[Stored dataset items]
+ + +

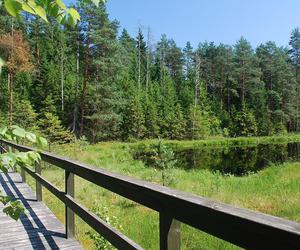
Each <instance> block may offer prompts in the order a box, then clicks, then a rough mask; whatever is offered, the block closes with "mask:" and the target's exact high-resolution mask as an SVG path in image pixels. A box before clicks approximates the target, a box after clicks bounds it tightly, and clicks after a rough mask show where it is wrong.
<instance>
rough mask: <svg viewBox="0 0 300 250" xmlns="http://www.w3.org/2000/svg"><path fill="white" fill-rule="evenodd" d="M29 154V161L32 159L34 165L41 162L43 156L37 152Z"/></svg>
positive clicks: (30, 153) (32, 161) (31, 159)
mask: <svg viewBox="0 0 300 250" xmlns="http://www.w3.org/2000/svg"><path fill="white" fill-rule="evenodd" d="M27 154H28V157H29V159H31V160H32V162H33V163H35V162H39V161H40V160H41V156H40V154H39V153H37V152H34V151H30V152H27Z"/></svg>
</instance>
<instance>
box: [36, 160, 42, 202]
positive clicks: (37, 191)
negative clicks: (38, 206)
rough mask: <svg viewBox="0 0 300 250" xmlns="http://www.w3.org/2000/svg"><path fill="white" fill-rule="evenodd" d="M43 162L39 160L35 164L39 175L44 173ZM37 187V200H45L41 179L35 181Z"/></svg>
mask: <svg viewBox="0 0 300 250" xmlns="http://www.w3.org/2000/svg"><path fill="white" fill-rule="evenodd" d="M41 164H42V163H41V162H38V163H36V164H35V172H36V173H37V174H39V175H41V174H42V165H41ZM35 189H36V200H37V201H42V200H43V192H42V185H41V183H40V182H39V181H37V180H36V181H35Z"/></svg>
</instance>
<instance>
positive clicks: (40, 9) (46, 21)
mask: <svg viewBox="0 0 300 250" xmlns="http://www.w3.org/2000/svg"><path fill="white" fill-rule="evenodd" d="M34 10H35V13H36V14H37V15H38V16H40V17H41V18H42V19H44V20H45V21H46V22H48V19H47V14H46V11H45V10H44V9H43V7H41V6H38V5H37V6H36V7H35V8H34Z"/></svg>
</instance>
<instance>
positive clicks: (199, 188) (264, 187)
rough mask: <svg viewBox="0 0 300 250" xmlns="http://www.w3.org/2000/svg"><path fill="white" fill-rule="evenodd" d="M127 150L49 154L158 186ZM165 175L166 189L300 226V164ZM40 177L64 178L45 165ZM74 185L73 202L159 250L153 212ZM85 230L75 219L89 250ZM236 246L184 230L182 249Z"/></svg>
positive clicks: (148, 246) (141, 244)
mask: <svg viewBox="0 0 300 250" xmlns="http://www.w3.org/2000/svg"><path fill="white" fill-rule="evenodd" d="M254 140H255V141H256V139H254ZM260 141H261V139H260ZM147 143H149V142H147ZM184 143H186V144H189V143H188V142H184ZM191 143H193V142H191ZM131 147H132V144H127V143H119V142H107V143H99V144H97V145H88V146H80V145H79V144H72V145H63V146H61V145H60V146H55V147H53V150H54V151H56V152H57V153H59V154H60V155H65V156H68V157H70V158H72V159H75V160H79V161H81V162H85V163H88V164H90V165H93V166H97V167H101V168H104V169H107V170H111V171H114V172H118V173H121V174H123V175H127V176H134V177H136V178H139V179H143V180H147V181H151V182H155V183H161V178H160V173H159V172H157V171H156V170H155V169H153V168H150V167H146V166H145V165H144V164H143V162H141V161H136V160H133V159H132V155H131V153H130V151H131ZM169 174H170V175H171V176H172V179H173V182H171V183H170V185H169V186H170V187H172V188H176V189H179V190H182V191H187V192H191V193H194V194H197V195H200V196H204V197H208V198H211V199H213V200H218V201H221V202H225V203H228V204H232V205H235V206H239V207H244V208H249V209H253V210H256V211H260V212H263V213H268V214H272V215H276V216H279V217H283V218H286V219H290V220H294V221H298V222H300V213H299V211H300V199H299V197H300V163H286V164H283V165H280V166H271V167H269V168H266V169H264V170H263V171H261V172H259V173H257V174H251V175H249V176H246V177H234V176H222V175H220V174H218V173H212V172H210V171H208V170H191V171H185V170H183V169H171V170H170V172H169ZM42 175H43V176H44V177H46V178H47V179H48V180H50V181H51V182H52V183H54V184H55V185H56V186H58V187H61V188H62V187H63V184H64V175H63V171H62V170H61V169H58V168H57V167H47V168H45V169H43V173H42ZM29 182H30V184H31V185H32V186H34V185H33V184H34V182H33V180H32V179H30V178H29ZM75 182H76V183H75V187H76V190H75V192H76V200H78V201H80V203H81V204H83V205H85V206H86V207H87V208H90V209H91V208H92V207H94V206H96V205H98V206H99V205H100V206H106V207H108V208H109V216H116V217H117V218H118V220H119V223H120V224H121V225H122V228H123V232H124V233H125V234H126V235H127V236H128V237H130V238H131V239H133V240H134V241H136V242H137V243H139V244H140V245H141V246H142V247H144V248H145V249H158V242H159V239H158V235H159V234H158V214H157V213H156V212H154V211H151V210H149V209H147V208H145V207H143V206H140V205H138V204H135V203H133V202H130V201H128V200H126V199H124V198H122V197H120V196H118V195H115V194H113V193H111V192H109V191H107V190H104V189H102V188H99V187H96V186H95V185H93V184H90V183H88V182H86V181H84V180H83V179H81V178H79V177H76V179H75ZM43 195H44V200H45V202H46V204H47V205H48V206H49V207H50V209H51V210H52V211H53V212H54V213H55V214H56V215H57V217H58V218H59V219H60V220H61V221H62V222H64V206H63V204H62V203H61V202H60V201H59V200H57V199H56V198H55V197H54V196H53V195H52V194H50V193H49V192H48V191H46V190H43ZM88 230H89V227H88V226H87V225H86V224H85V223H84V222H82V221H81V220H79V219H78V218H77V219H76V237H77V238H78V239H79V240H80V242H81V243H82V244H83V246H84V247H85V248H86V249H90V248H91V247H92V244H93V242H92V241H91V240H90V239H89V238H88V236H86V234H85V232H86V231H88ZM236 248H237V247H235V246H232V245H230V244H228V243H226V242H224V241H222V240H219V239H217V238H214V237H212V236H209V235H207V234H205V233H202V232H200V231H198V230H195V229H192V228H190V227H188V226H186V225H183V226H182V249H236Z"/></svg>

+ + +

Assigned task: Above are the entries. Output exactly the lines beginning with the line that has "positive clicks: (30, 153)" and ending with the line that has "negative clicks: (38, 206)".

Answer below:
positive clicks: (30, 153) (32, 161) (31, 159)
mask: <svg viewBox="0 0 300 250" xmlns="http://www.w3.org/2000/svg"><path fill="white" fill-rule="evenodd" d="M27 154H28V157H29V159H31V160H32V162H33V163H35V162H39V161H40V160H41V156H40V154H39V153H37V152H34V151H30V152H27Z"/></svg>
</instance>
<instance>
box: [36, 160, 42, 202]
positive clicks: (37, 191)
negative clicks: (38, 206)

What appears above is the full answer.